EXERCISE TASKS →
A. In the article on GW's Legacy of Public Service event, who moderated the conversation?
B. Sum up the article on GW's Legacy of Public Service event in two sentences.

SOURCE TEXT →

As a George Washington University graduate student in health administration, Roslyn Brock, M.S. ’89, recommended that the NAACP adopt her master’s thesis as a health outreach plan for minority communities—a decision that led the national organization to recognize health care as a civil rights issue. 

Ten years later, she became the NAACP’s youngest chair of its board of directors. She later founded Equity Partnership Strategies, which provides advice on social justice and became a member of the GW Board of Trustees.

As part of the GW bicentennial celebration, the GW Alumni Association convened a conversation billed as GW’s Legacy of Public Service Thursday evening with Ms. Brock and two other distinguished alumnae: Ret. Lt. Gen. Nadja West, M.D. ’88, Hon. ’17, the former commanding general of the U.S. Army Medical Command and the first African American woman three-star general; and Sen. Tammy Duckworth (D-Ill.), M.A. ’92, Hon. ’17, an Iraq war veteran, a former assistant secretary of the U.S. Department of Veterans Affairs and one of the first Army women to fly a combat mission in Operation Iraqi Freedom.

Moderator Frank Sesno, the director of strategic initiatives for the School of Media and Public Affairs, started the discussion by asking the panelists to talk about a singular moment at GW that had shaped and influenced their lives.

For Dr. West, that moment came as she witnessed “the kindness and compassion” of Jehan “Gigi” El-Bayoumi, founding director of the Rodham Institute at the School of Medicine and Health Sciences who was then an internal medicine resident. The way she interacted with an older patient who was “clearly not of means” influenced Dr. West to show the same compassion as a doctor.

DATASET ENTRIES →
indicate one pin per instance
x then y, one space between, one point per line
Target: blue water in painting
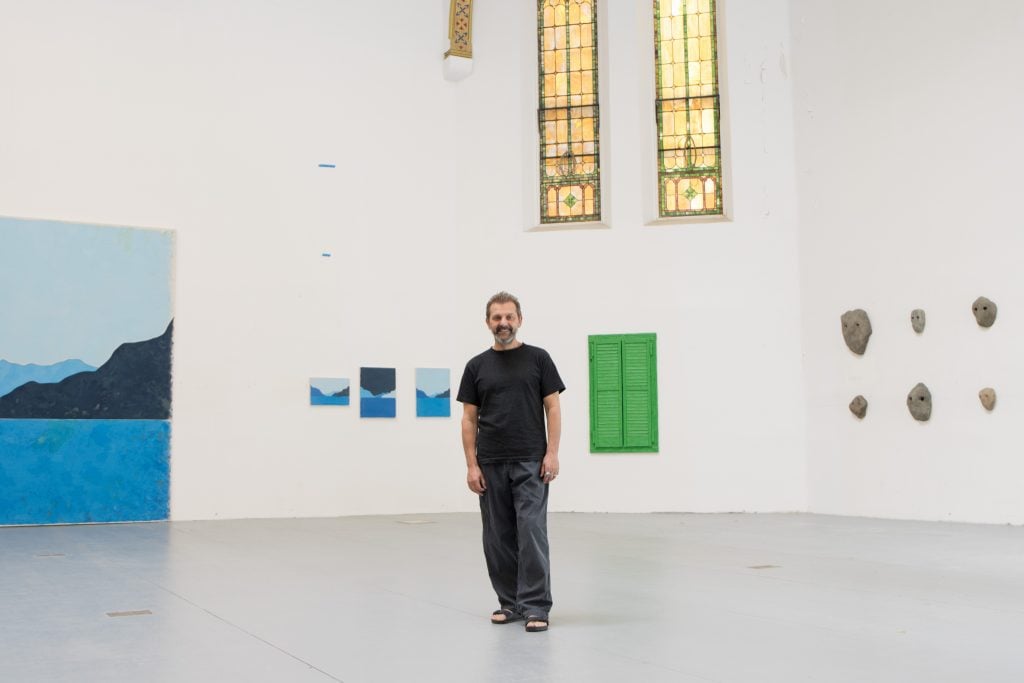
376 407
61 471
429 407
328 400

SOLUTIONS →
A. Frank Sesno, the director of strategic initiatives for the School of Media and Public Affairs, moderated it.

B. As part of GW's bicentennial celebration, the GW Alumni Association held a conversation on GW's Legacy of Public Service with three alumnae: Roslyn Brock, Ret. Lt. Gen. Nadja West and Sen. Tammy Duckworth. Moderator Frank Sesno asked the panelists to describe a singular moment at GW that shaped their lives, and Dr. West recalled how the kindness and compassion that Jehan "Gigi" El-Bayoumi showed an older patient influenced her to show the same compassion as a doctor.